━━━━━ Excerpted data
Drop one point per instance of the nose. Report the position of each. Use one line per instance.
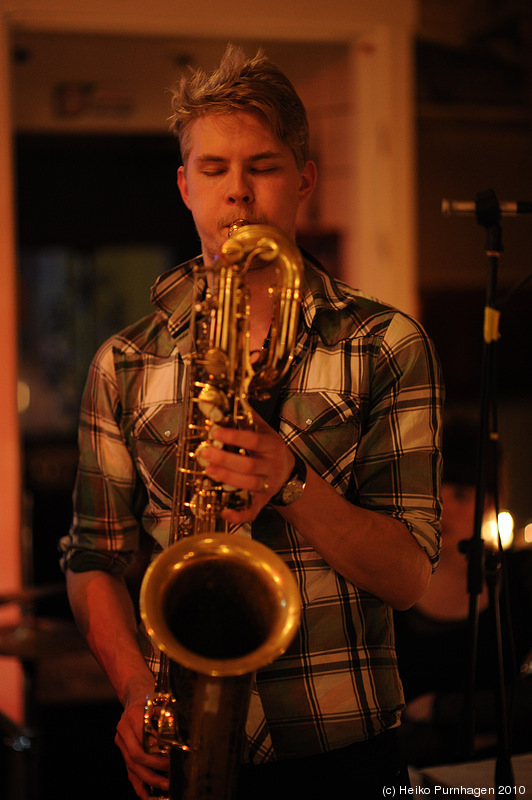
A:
(239, 190)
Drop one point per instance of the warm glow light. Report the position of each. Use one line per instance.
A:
(527, 533)
(506, 530)
(23, 396)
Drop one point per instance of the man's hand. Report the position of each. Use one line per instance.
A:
(143, 770)
(262, 469)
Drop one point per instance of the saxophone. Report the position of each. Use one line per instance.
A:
(219, 606)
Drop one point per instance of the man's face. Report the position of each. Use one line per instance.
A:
(238, 169)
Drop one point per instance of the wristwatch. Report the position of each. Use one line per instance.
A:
(293, 488)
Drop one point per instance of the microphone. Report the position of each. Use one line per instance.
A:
(467, 208)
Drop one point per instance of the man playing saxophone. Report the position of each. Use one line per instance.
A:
(344, 475)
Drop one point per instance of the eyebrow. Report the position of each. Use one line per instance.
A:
(214, 159)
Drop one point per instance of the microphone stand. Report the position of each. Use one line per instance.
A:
(481, 566)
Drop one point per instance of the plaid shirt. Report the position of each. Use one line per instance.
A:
(361, 405)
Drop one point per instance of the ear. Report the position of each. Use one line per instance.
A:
(183, 186)
(307, 181)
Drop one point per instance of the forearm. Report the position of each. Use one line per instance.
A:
(374, 551)
(104, 612)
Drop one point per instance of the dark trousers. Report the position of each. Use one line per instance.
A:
(362, 771)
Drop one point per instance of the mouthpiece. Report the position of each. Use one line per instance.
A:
(236, 225)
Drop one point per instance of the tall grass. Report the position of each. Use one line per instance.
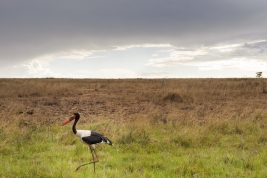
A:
(160, 128)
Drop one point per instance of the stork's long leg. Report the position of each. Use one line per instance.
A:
(94, 155)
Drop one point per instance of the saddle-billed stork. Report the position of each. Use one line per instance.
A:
(89, 137)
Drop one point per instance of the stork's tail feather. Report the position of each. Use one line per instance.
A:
(108, 141)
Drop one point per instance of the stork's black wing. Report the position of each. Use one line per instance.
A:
(94, 138)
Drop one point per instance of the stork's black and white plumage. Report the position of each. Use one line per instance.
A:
(89, 137)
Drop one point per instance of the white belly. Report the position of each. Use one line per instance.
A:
(83, 133)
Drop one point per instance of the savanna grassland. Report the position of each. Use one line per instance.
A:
(160, 127)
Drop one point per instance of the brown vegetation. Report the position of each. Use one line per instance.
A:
(168, 100)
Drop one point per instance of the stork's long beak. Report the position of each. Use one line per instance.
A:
(67, 121)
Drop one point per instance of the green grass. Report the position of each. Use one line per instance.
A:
(215, 149)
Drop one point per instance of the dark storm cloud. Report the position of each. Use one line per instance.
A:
(32, 28)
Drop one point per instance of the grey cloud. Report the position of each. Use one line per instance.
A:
(33, 28)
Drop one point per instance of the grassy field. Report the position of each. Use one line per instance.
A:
(160, 127)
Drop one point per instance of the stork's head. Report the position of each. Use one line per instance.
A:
(75, 116)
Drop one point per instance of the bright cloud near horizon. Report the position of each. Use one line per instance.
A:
(133, 39)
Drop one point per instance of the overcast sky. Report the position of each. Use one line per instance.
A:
(133, 39)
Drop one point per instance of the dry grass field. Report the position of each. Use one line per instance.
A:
(160, 127)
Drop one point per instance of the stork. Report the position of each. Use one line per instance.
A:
(88, 137)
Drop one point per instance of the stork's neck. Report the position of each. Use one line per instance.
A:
(74, 126)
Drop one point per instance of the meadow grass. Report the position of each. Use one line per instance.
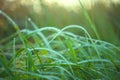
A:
(50, 53)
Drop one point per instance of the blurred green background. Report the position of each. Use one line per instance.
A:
(103, 14)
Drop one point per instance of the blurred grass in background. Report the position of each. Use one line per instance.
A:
(104, 16)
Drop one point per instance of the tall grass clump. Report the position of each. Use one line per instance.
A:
(50, 53)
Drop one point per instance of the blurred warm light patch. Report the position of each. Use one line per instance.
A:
(68, 4)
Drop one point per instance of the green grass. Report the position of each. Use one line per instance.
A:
(50, 53)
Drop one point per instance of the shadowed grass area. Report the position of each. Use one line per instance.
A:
(50, 53)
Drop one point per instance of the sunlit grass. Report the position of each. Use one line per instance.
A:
(50, 53)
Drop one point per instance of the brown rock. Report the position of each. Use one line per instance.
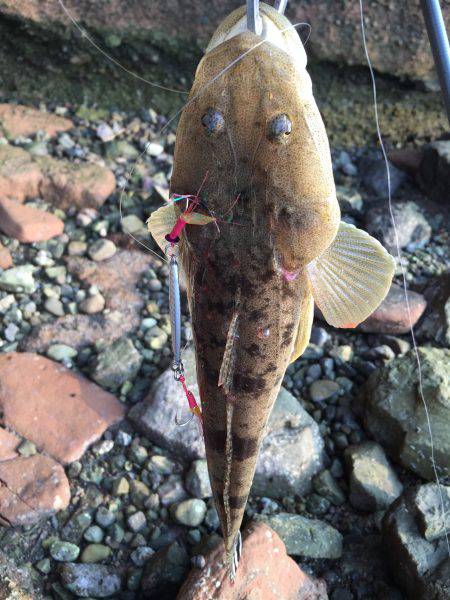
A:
(57, 409)
(5, 258)
(265, 572)
(65, 184)
(392, 314)
(30, 489)
(16, 120)
(20, 176)
(8, 444)
(28, 224)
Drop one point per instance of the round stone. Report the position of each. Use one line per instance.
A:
(64, 551)
(102, 250)
(190, 512)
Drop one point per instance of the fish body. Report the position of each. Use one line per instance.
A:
(253, 140)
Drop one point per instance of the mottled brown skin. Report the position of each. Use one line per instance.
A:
(286, 215)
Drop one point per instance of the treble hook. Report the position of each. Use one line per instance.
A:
(254, 22)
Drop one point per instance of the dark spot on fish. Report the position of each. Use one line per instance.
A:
(237, 502)
(254, 350)
(247, 383)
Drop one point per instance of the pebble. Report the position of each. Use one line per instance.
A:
(190, 512)
(64, 551)
(54, 306)
(61, 352)
(94, 553)
(102, 250)
(92, 304)
(323, 389)
(136, 521)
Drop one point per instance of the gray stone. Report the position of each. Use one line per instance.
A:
(97, 581)
(291, 451)
(435, 325)
(190, 512)
(373, 483)
(61, 352)
(18, 279)
(323, 389)
(413, 229)
(309, 538)
(326, 485)
(64, 551)
(394, 413)
(102, 250)
(116, 364)
(428, 501)
(164, 572)
(413, 559)
(434, 173)
(197, 479)
(94, 553)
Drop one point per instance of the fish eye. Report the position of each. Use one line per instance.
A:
(279, 128)
(213, 121)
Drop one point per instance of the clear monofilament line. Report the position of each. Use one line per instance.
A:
(405, 285)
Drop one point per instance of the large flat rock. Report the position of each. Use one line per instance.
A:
(59, 410)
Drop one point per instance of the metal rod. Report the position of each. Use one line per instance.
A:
(253, 18)
(439, 45)
(280, 6)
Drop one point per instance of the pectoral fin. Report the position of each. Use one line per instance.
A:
(351, 278)
(160, 223)
(304, 327)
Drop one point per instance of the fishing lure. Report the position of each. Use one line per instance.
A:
(257, 132)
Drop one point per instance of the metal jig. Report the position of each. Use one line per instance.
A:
(254, 22)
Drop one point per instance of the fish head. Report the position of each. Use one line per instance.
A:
(253, 129)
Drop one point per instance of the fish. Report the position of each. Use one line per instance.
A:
(252, 149)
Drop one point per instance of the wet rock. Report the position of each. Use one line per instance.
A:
(373, 482)
(413, 559)
(28, 224)
(190, 512)
(33, 488)
(18, 279)
(391, 317)
(291, 452)
(413, 229)
(116, 364)
(434, 174)
(395, 417)
(64, 551)
(5, 258)
(197, 479)
(59, 410)
(374, 177)
(164, 572)
(102, 250)
(305, 537)
(20, 176)
(96, 581)
(17, 121)
(66, 184)
(264, 566)
(435, 325)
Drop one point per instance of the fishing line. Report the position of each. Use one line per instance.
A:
(188, 103)
(405, 285)
(85, 34)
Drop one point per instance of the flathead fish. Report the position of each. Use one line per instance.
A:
(253, 141)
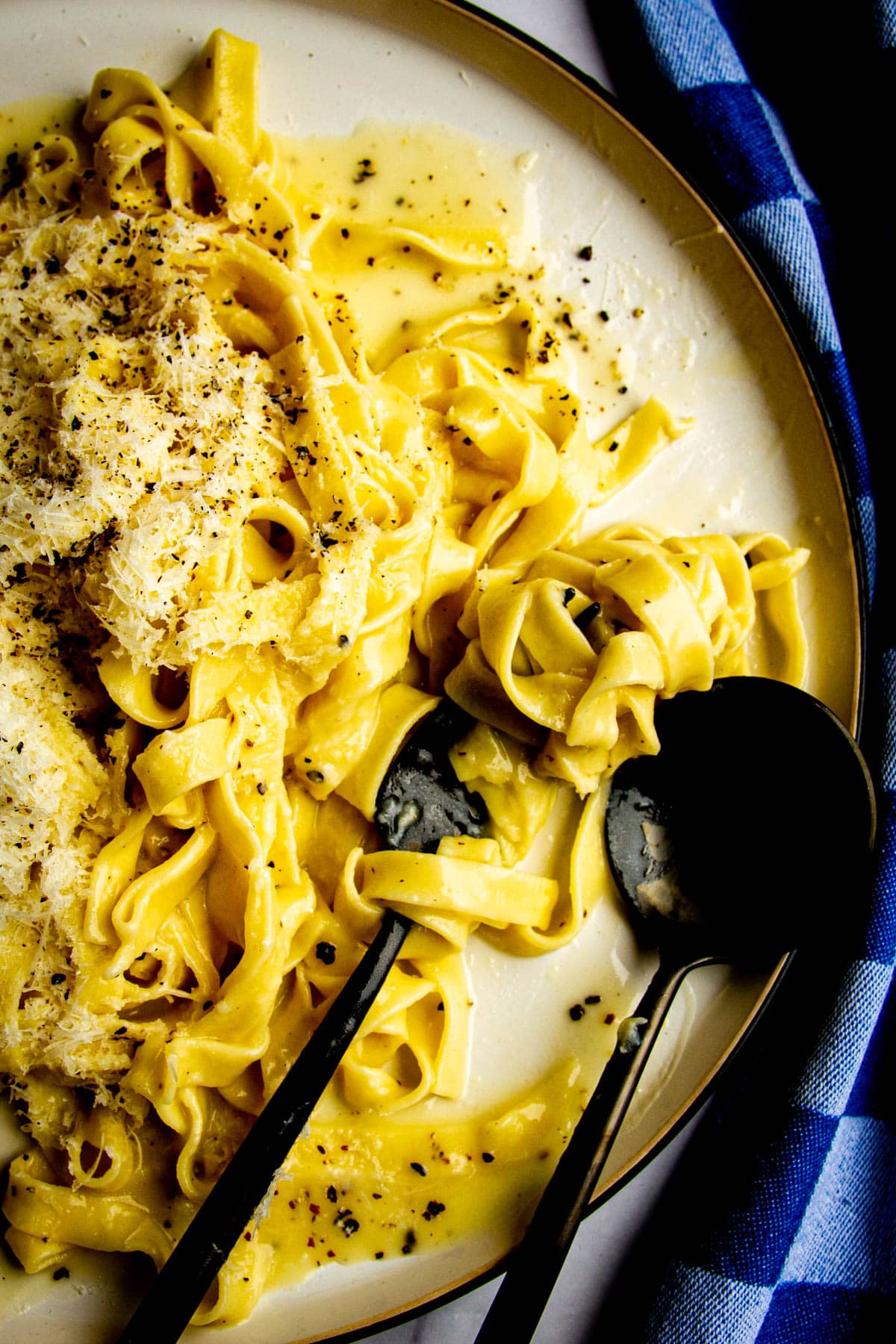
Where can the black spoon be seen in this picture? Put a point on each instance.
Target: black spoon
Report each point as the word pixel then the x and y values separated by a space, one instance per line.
pixel 735 843
pixel 418 803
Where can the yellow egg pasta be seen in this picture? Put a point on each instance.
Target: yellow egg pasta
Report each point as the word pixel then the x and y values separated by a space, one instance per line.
pixel 250 534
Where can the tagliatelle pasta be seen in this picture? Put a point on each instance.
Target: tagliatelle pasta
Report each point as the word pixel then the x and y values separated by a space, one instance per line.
pixel 253 526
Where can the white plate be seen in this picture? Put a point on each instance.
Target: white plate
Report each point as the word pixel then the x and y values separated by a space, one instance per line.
pixel 709 344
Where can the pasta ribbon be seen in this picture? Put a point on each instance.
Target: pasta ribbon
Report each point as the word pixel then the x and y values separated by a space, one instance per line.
pixel 287 456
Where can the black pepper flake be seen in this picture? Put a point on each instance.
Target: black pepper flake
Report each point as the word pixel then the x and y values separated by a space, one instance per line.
pixel 348 1225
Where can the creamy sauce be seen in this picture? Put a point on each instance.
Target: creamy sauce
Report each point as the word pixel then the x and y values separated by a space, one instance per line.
pixel 364 1187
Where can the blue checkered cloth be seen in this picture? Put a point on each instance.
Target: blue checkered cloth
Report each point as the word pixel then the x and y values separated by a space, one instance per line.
pixel 782 1219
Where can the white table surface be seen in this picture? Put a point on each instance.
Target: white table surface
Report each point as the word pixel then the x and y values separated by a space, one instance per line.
pixel 610 1231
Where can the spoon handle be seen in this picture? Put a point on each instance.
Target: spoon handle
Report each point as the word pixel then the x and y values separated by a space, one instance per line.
pixel 220 1221
pixel 538 1260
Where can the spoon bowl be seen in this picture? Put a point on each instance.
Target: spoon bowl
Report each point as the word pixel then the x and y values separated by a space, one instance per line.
pixel 736 843
pixel 741 836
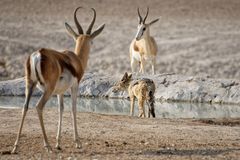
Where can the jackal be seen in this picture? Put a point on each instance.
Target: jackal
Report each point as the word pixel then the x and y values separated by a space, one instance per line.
pixel 143 89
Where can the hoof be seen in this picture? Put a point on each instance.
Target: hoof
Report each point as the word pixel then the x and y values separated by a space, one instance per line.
pixel 49 149
pixel 78 145
pixel 14 150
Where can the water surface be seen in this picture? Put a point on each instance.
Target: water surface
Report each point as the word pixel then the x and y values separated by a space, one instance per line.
pixel 122 107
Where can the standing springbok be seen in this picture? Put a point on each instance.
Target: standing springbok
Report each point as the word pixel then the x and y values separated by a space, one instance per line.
pixel 143 48
pixel 54 72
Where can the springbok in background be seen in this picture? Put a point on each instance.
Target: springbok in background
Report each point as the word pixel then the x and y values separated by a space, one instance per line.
pixel 54 72
pixel 143 47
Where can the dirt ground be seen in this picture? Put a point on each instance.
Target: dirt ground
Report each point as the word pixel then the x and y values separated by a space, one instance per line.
pixel 121 137
pixel 193 37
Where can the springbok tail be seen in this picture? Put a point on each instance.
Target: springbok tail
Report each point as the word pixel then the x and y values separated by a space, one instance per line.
pixel 35 65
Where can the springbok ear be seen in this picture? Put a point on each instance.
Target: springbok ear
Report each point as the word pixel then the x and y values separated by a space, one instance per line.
pixel 154 21
pixel 70 31
pixel 98 31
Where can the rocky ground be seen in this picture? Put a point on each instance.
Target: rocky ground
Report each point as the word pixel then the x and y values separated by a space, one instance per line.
pixel 121 137
pixel 194 37
pixel 197 39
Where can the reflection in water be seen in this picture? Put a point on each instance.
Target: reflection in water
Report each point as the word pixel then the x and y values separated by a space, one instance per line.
pixel 122 107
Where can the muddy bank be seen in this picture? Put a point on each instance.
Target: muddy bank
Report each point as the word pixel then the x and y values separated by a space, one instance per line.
pixel 170 87
pixel 120 137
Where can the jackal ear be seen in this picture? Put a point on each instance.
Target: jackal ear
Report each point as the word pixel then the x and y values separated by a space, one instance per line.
pixel 125 76
pixel 154 21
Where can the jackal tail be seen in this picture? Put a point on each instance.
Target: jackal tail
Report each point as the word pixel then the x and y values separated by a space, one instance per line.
pixel 151 101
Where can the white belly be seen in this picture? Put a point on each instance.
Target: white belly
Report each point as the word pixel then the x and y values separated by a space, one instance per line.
pixel 65 81
pixel 136 55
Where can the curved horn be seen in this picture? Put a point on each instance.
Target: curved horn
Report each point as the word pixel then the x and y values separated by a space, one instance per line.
pixel 92 23
pixel 80 30
pixel 140 18
pixel 146 16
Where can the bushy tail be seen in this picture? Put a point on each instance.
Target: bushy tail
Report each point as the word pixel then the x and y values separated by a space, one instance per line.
pixel 151 101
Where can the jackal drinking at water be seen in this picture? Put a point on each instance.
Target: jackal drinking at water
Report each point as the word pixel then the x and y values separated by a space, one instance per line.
pixel 143 89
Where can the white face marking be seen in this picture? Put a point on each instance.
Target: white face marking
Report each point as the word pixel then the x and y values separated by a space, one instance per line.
pixel 141 31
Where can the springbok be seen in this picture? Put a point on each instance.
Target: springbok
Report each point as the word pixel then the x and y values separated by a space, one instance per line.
pixel 143 47
pixel 54 72
pixel 143 89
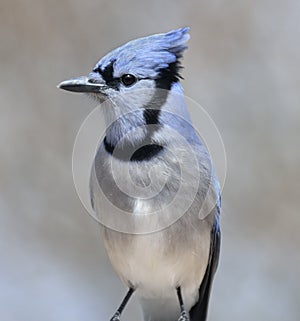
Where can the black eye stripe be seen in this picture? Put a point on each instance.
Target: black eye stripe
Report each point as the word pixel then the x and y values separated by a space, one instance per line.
pixel 128 80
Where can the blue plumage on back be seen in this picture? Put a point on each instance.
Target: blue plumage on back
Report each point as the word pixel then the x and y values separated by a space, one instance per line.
pixel 145 57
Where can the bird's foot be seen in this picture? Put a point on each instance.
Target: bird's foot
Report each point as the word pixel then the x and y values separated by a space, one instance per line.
pixel 116 317
pixel 183 316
━━━━━━━━━━
### Written task
Pictures must be left out. Repeat exactly the lines from the one containing "Where can the white face" through the final line of the data.

### Task result
Where can the white face marking be seen in this picture? Put a point on each instance.
Target: white face marking
Report each point as the word pixel then the x and y values separated by a space, one instance per line.
pixel 141 31
Where can the springbok be seen in this picture? Put a point on each instance.
Target: springbok
Report each point as the word pixel then the x and y values separated by a space, one instance per line.
pixel 143 47
pixel 54 72
pixel 143 89
Where can the black eye stripe be seen in this picture? Put a point on each instance.
Target: black eye stripe
Report each point as the word pixel then the x and y values separated by a space, one instance per line.
pixel 128 80
Where can the blue plumage on back be seen in this picture? Put a point on each instance.
Target: blue plumage on back
Report each point as the word pixel then the x and y values separated by a space, one instance per line.
pixel 145 57
Where can the bird's foot be seen in this picture? Put a point on each instance.
Target: bird's foot
Report each point as the word pixel then the x and y values separated by a space, one instance per line.
pixel 116 317
pixel 183 316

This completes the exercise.